The task:
Down to the last line, copy the records below without any change.

Data provided:
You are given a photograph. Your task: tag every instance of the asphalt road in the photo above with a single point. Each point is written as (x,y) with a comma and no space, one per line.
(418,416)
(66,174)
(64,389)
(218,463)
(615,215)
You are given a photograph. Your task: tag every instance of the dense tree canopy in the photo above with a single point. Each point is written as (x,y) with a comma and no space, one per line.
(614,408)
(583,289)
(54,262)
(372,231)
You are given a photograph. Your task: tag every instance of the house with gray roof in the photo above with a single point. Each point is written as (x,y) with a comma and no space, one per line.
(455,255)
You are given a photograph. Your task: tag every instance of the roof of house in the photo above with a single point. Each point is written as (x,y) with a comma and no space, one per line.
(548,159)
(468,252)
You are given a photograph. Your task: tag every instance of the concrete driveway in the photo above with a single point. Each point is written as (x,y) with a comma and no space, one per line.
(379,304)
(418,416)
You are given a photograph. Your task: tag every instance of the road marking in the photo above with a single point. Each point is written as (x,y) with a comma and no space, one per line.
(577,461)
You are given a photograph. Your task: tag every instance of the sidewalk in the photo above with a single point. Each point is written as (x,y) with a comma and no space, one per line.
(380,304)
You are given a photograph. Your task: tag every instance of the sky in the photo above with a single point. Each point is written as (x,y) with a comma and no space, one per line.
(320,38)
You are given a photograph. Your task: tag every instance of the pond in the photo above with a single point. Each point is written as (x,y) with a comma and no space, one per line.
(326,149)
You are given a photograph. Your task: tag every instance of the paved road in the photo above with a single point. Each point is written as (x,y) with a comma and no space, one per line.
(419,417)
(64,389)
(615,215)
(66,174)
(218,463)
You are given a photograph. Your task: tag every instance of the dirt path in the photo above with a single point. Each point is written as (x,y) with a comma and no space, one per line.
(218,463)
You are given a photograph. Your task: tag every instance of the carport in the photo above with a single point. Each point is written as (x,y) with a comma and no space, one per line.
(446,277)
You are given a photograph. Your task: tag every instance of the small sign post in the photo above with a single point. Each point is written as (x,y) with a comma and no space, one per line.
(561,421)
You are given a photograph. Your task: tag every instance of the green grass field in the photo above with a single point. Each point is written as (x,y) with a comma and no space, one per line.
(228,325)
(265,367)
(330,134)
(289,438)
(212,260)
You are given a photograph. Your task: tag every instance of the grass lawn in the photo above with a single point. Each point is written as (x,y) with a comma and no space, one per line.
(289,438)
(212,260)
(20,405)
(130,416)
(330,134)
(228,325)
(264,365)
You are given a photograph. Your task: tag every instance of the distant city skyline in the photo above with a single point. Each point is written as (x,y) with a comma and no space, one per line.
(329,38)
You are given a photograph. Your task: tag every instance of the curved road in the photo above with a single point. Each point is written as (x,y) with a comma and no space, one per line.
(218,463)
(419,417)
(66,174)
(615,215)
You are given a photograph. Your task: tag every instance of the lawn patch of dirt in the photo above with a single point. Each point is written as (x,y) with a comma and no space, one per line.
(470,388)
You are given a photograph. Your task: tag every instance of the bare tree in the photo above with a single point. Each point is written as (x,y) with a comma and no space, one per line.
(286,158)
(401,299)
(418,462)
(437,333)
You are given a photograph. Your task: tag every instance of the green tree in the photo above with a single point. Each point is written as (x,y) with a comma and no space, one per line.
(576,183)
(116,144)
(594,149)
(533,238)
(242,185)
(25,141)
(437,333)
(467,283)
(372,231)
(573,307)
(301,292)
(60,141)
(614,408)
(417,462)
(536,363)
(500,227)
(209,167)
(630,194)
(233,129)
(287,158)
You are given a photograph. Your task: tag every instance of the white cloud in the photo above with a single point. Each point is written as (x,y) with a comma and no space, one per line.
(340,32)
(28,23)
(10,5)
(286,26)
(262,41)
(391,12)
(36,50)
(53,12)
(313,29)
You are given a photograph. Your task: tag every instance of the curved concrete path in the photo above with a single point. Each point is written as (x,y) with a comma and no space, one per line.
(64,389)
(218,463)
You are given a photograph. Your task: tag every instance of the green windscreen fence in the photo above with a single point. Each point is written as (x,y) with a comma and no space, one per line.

Final answer:
You are given a photograph. Your task: tag every instance of the asphalt road in the photo above with a single point. Each point is written as (x,y) with a comma and no space, one per line.
(418,416)
(66,174)
(64,389)
(218,463)
(615,215)
You are given a photograph. Your task: tag every instance of the dense tree canopy in the photo above with a single point. Each point is written as (x,y) with a comma and no space, one per line.
(614,408)
(583,289)
(54,262)
(372,231)
You are given a photograph. Your task: tag every instance of the house with gray roof in the photo above with a single point. Each point is written as (x,y) with a comma and no space, one per line.
(455,255)
You are given a photograph. Your task: tag every instance of the roof of house in the photo above with a single point. Each point is written as (x,y) with a comma and no space, one per line.
(548,159)
(468,252)
You are given a photograph. Your task: tag every instance of the concrete driveway in the photo above with a single point. Each point is written as (x,y) with a comma and no space, one per line.
(379,304)
(418,416)
You are given a photograph. Your task: tag every instance of the road marking in the photo above with a single point. Each point is written as (x,y) with a comma and no space, one per line.
(577,461)
You are given a photograph. Your task: tag every instance of the sidewalk in the photo above with a single point. Each point is written as (x,y) with a comma and no space, one per line.
(380,304)
You are given a photograph. Your task: tag every instance of the sky in the photo above with a single point. Each point is written as (x,y) with a comma and no space, one per line.
(320,38)
You are given a photograph. Your task: tag every instance of the pond in the photo above with a single point. Each point is written as (x,y) with a comma and no space, one per line.
(326,149)
You are given a photograph. Your task: tag every instance of the paved road in the photo above with a single point. Each point is written as (x,y) with a comma and no space, one per line.
(419,417)
(64,389)
(615,215)
(66,174)
(218,463)
You are given a photograph. Your task: tag every instance of the dirt path in the photo above with a single point. Each point is written as (x,y) with a comma and no space, one per line.
(218,463)
You are given a photograph. Your task: tag every instance of the carport in the photo above with a single point. Each point is written as (x,y) with a comma and no space, one per line.
(446,277)
You are given a photograph. Your task: tag every instance of the small sign post in the photo above with a single point. Each point is written as (x,y) with a comma and no space, one per line.
(561,421)
You are given a photograph. Your task: tag every instance of the green grass field in the photo above with a single point. Each point is written as (x,y) with a comma and no space, one per line.
(228,325)
(265,367)
(330,134)
(289,438)
(212,260)
You are given a photograph. Your task: tag every instance of the grass lawn in the photo above with a single point. Each point is written as (x,y) with a comma and no space, one per line.
(289,438)
(212,260)
(20,405)
(130,416)
(330,134)
(228,325)
(264,365)
You are given a photograph. Your task: tag every instance of the distant city skyline in the photo above with a single point. Each point is written as (x,y) with a comma and no space, one per line.
(329,38)
You are given a photograph. Your task: tag every instance of the curved road in the photo above with a single point. Each point is written as (x,y) with a comma and no space, one per line.
(218,463)
(419,417)
(66,174)
(615,215)
You are given a photograph. Your task: tag every instance of the lawn patch of dirt in the photo above with a single point. Each point is written as (x,y) with a comma and no space, one per line.
(470,388)
You are given a photograph. Your task: tag every instance of the bare tree in the photo above with a single point. Each point is written as (x,y) with a comma and no space, one per line.
(286,158)
(401,299)
(418,462)
(437,333)
You are given a photograph. Your task: tag every instance of the green tree in the photo above with a single point. Each point is written as (x,y) with a comma and no space, one per line.
(576,183)
(116,144)
(594,149)
(533,238)
(242,185)
(25,141)
(437,333)
(467,283)
(372,231)
(573,307)
(301,292)
(60,141)
(614,408)
(417,462)
(536,363)
(500,227)
(209,167)
(630,194)
(233,129)
(287,158)
You are given a photograph. Your task: tag every instance of the white cloud in the photo above with a single point. Each point is written as (x,y) with a comma and no space, one per line.
(340,32)
(28,23)
(10,5)
(286,26)
(262,41)
(391,12)
(36,50)
(53,12)
(313,29)
You are given a photograph. Your task: tag every instance of the curved concrete path in the photo above with a single point. Each point is written as (x,y) with a comma and no space, one per line.
(64,389)
(218,463)
You are given a photograph. Your task: tag every instance of the green windscreen fence in the photo above with a single point. Each point is written as (x,y) with a comma and no space, one per line.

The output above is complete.